= Exercise instructions =
Please format the rows from the start through the line that contains "positive clicks: (598, 201)", both included, as a numbered list, and leave out any blank lines.

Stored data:
* * *

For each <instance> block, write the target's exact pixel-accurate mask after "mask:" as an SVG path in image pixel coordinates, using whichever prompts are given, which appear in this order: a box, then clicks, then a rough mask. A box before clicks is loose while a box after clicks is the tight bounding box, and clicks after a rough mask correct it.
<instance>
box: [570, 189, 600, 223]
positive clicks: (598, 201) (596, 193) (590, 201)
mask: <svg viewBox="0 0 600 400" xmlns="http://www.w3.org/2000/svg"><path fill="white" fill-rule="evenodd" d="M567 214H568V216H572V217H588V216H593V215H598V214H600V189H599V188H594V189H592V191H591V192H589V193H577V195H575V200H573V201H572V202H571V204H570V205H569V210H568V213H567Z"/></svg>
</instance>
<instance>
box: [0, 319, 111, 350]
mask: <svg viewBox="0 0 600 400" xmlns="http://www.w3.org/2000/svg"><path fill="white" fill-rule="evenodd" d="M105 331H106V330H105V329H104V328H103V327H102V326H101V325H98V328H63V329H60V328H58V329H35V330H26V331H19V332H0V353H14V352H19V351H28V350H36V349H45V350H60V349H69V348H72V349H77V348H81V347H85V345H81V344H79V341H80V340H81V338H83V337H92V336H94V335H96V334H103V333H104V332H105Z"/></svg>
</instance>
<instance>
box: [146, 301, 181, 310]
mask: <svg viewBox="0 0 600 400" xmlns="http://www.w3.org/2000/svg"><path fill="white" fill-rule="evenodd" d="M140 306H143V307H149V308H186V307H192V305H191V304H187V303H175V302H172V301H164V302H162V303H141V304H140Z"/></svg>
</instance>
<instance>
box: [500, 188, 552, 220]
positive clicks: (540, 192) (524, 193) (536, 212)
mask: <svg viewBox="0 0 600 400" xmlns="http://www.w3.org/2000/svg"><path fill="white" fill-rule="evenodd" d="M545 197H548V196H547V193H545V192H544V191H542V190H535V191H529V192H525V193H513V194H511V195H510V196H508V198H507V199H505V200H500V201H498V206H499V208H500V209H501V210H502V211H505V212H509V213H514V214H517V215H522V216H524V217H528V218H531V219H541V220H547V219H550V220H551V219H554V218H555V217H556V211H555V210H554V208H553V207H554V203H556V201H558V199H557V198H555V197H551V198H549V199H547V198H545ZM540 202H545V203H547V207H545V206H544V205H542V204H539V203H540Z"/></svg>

* * *

= Exercise solution =
1. For each <instance> block, write the target's exact pixel-accurate mask after "mask:" as an SVG path in image pixel coordinates, using whichever prompts are given, which appear in this order: a box, then clicks, then a rough mask. A box before clicks is loose while a box after clicks is the tight bounding box, and clicks after a rough mask correct it.
2. <instance>
3. box: [570, 189, 600, 223]
4. positive clicks: (598, 201) (596, 193) (590, 201)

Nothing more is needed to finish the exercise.